Find the line containing "taillight with a bounding box." in the records below. Copy exactly that line and each one after it, ending at the line containing "foliage with a bounding box.", and nothing more.

> TASK INPUT
========

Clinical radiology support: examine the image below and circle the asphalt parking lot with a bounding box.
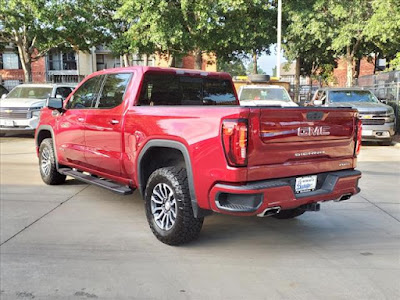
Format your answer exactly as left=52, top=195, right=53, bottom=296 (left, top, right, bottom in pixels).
left=1, top=136, right=399, bottom=300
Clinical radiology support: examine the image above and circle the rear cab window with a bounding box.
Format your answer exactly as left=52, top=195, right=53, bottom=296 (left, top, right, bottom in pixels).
left=138, top=73, right=237, bottom=106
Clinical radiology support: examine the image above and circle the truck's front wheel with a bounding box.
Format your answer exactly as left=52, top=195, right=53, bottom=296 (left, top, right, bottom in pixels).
left=39, top=138, right=66, bottom=185
left=144, top=167, right=203, bottom=245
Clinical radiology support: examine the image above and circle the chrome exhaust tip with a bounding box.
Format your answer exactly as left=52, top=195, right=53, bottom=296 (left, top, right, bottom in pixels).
left=335, top=193, right=352, bottom=202
left=257, top=206, right=281, bottom=217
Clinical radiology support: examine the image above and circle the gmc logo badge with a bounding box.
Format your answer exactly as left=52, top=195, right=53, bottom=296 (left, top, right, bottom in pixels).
left=298, top=126, right=330, bottom=137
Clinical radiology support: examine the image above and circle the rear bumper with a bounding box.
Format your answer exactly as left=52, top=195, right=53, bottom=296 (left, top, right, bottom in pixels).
left=209, top=169, right=361, bottom=216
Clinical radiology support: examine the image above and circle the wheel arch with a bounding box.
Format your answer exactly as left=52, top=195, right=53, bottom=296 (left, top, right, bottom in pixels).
left=137, top=139, right=211, bottom=218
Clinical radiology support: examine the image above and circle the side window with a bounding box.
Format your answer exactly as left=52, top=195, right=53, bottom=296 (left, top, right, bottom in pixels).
left=320, top=91, right=327, bottom=104
left=96, top=73, right=131, bottom=108
left=66, top=77, right=102, bottom=109
left=312, top=90, right=322, bottom=101
left=55, top=87, right=72, bottom=99
left=311, top=90, right=325, bottom=105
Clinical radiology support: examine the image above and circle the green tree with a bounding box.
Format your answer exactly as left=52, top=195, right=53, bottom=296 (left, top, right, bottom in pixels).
left=0, top=0, right=111, bottom=82
left=217, top=59, right=247, bottom=76
left=214, top=1, right=276, bottom=74
left=283, top=0, right=336, bottom=100
left=365, top=0, right=400, bottom=69
left=117, top=0, right=224, bottom=69
left=246, top=61, right=266, bottom=75
left=117, top=1, right=277, bottom=71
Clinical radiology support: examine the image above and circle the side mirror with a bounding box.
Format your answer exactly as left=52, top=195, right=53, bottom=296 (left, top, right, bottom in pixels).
left=313, top=99, right=323, bottom=106
left=46, top=97, right=64, bottom=111
left=379, top=99, right=388, bottom=104
left=1, top=94, right=7, bottom=99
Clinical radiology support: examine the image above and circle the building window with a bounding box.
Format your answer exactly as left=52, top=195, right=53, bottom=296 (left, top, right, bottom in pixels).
left=63, top=52, right=77, bottom=70
left=48, top=51, right=77, bottom=71
left=2, top=53, right=19, bottom=69
left=96, top=54, right=106, bottom=70
left=48, top=52, right=62, bottom=70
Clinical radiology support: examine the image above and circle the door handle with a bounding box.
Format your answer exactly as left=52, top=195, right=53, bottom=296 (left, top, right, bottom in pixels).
left=110, top=119, right=119, bottom=125
left=78, top=117, right=84, bottom=122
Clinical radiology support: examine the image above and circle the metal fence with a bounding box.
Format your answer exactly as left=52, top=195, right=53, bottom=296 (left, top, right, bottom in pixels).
left=0, top=72, right=84, bottom=91
left=356, top=71, right=400, bottom=132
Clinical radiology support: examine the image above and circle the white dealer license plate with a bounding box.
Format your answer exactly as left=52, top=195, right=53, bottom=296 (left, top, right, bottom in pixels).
left=295, top=175, right=317, bottom=194
left=362, top=130, right=373, bottom=136
left=0, top=119, right=14, bottom=127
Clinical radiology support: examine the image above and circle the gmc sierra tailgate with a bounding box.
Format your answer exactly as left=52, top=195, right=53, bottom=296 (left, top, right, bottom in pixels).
left=247, top=107, right=358, bottom=180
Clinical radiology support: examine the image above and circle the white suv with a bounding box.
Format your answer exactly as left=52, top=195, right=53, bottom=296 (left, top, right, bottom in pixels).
left=0, top=83, right=75, bottom=136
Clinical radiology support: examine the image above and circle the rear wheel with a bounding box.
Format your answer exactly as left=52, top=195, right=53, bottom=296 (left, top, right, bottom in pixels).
left=144, top=167, right=203, bottom=245
left=39, top=138, right=66, bottom=185
left=272, top=208, right=305, bottom=219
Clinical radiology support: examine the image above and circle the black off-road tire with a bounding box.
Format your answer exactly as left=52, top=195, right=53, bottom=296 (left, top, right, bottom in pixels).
left=39, top=138, right=66, bottom=185
left=144, top=167, right=204, bottom=245
left=272, top=208, right=305, bottom=219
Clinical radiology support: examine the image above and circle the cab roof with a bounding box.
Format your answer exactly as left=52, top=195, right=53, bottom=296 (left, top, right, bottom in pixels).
left=88, top=66, right=232, bottom=80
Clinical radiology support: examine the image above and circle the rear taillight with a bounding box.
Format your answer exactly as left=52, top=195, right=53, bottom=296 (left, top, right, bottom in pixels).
left=355, top=117, right=362, bottom=156
left=222, top=119, right=248, bottom=167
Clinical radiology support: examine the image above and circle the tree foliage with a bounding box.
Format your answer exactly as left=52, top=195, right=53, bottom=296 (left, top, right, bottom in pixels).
left=217, top=59, right=247, bottom=76
left=116, top=0, right=277, bottom=70
left=0, top=0, right=112, bottom=81
left=283, top=0, right=400, bottom=87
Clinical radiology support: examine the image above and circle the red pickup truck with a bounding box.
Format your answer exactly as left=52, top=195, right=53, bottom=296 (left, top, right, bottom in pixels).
left=36, top=67, right=362, bottom=245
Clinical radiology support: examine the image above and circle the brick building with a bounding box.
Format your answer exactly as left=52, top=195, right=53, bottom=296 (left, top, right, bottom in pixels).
left=333, top=57, right=375, bottom=87
left=279, top=57, right=377, bottom=88
left=0, top=45, right=216, bottom=91
left=0, top=45, right=46, bottom=90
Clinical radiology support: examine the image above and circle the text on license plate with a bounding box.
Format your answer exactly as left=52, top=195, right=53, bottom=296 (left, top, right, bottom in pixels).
left=295, top=175, right=317, bottom=193
left=0, top=119, right=14, bottom=127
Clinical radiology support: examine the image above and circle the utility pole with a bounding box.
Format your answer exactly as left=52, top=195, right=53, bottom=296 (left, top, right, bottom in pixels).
left=276, top=0, right=282, bottom=79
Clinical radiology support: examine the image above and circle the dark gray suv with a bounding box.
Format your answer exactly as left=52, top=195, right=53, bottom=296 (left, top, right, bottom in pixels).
left=310, top=88, right=395, bottom=145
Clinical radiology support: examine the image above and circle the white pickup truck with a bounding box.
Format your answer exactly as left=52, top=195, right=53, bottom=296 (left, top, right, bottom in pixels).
left=0, top=83, right=75, bottom=136
left=238, top=85, right=298, bottom=107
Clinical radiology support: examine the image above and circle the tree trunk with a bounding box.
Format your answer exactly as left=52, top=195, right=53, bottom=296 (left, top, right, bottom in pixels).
left=123, top=53, right=129, bottom=67
left=194, top=49, right=202, bottom=70
left=346, top=46, right=354, bottom=87
left=144, top=54, right=149, bottom=66
left=294, top=58, right=301, bottom=103
left=15, top=42, right=32, bottom=82
left=354, top=57, right=361, bottom=83
left=168, top=54, right=175, bottom=67
left=252, top=51, right=258, bottom=74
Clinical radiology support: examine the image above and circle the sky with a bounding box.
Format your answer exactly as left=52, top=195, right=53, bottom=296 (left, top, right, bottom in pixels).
left=256, top=44, right=287, bottom=76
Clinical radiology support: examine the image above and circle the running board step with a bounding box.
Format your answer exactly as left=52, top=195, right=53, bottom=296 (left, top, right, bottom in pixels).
left=59, top=168, right=133, bottom=195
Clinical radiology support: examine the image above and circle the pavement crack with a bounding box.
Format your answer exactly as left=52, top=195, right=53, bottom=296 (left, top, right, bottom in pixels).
left=0, top=185, right=89, bottom=247
left=359, top=194, right=400, bottom=223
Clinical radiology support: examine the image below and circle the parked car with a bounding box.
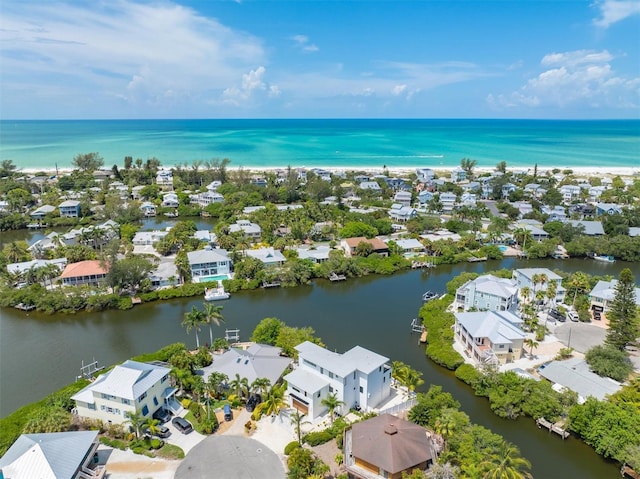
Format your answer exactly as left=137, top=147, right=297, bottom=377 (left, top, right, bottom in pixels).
left=153, top=407, right=171, bottom=423
left=143, top=425, right=171, bottom=439
left=246, top=394, right=262, bottom=412
left=593, top=311, right=602, bottom=321
left=567, top=310, right=580, bottom=322
left=224, top=404, right=233, bottom=422
left=172, top=416, right=193, bottom=434
left=549, top=309, right=565, bottom=322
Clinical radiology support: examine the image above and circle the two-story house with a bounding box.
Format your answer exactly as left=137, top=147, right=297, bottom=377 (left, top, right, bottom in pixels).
left=229, top=220, right=262, bottom=242
left=589, top=279, right=640, bottom=312
left=512, top=268, right=565, bottom=304
left=439, top=192, right=457, bottom=213
left=393, top=191, right=412, bottom=207
left=388, top=204, right=417, bottom=222
left=454, top=274, right=519, bottom=312
left=454, top=310, right=526, bottom=365
left=187, top=249, right=232, bottom=282
left=284, top=341, right=391, bottom=419
left=72, top=360, right=176, bottom=425
left=59, top=200, right=81, bottom=218
left=450, top=168, right=466, bottom=183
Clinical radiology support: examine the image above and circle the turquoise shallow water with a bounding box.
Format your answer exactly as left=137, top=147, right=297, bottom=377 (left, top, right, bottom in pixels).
left=0, top=119, right=638, bottom=171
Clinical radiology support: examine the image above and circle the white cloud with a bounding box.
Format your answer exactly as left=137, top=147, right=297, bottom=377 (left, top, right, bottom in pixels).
left=391, top=84, right=407, bottom=96
left=489, top=49, right=639, bottom=110
left=222, top=66, right=280, bottom=106
left=291, top=34, right=319, bottom=52
left=0, top=0, right=267, bottom=113
left=593, top=0, right=640, bottom=28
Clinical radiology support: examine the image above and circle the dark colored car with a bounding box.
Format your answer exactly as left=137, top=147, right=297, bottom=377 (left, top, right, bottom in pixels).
left=153, top=407, right=171, bottom=423
left=143, top=425, right=171, bottom=439
left=224, top=404, right=233, bottom=421
left=594, top=311, right=602, bottom=321
left=246, top=394, right=262, bottom=412
left=172, top=416, right=193, bottom=434
left=549, top=309, right=565, bottom=322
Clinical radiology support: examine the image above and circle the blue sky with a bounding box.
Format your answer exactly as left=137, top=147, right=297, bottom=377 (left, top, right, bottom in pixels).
left=1, top=0, right=639, bottom=119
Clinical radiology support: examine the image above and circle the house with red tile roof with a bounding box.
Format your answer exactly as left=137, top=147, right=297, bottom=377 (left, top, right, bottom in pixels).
left=60, top=260, right=108, bottom=286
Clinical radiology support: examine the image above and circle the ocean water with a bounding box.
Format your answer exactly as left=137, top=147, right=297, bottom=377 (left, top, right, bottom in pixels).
left=0, top=119, right=638, bottom=171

========

> PROBLEM SOLUTION
Clinical radiology support: examine the image above and circle the rear taillight with a bounding box.
Format your answer exactly as left=52, top=195, right=53, bottom=296 (left, top, right, bottom in pixels).
left=355, top=117, right=362, bottom=156
left=222, top=119, right=248, bottom=167
Clinical radiology support: examine the image above and circle the tree foliage with a bounding box.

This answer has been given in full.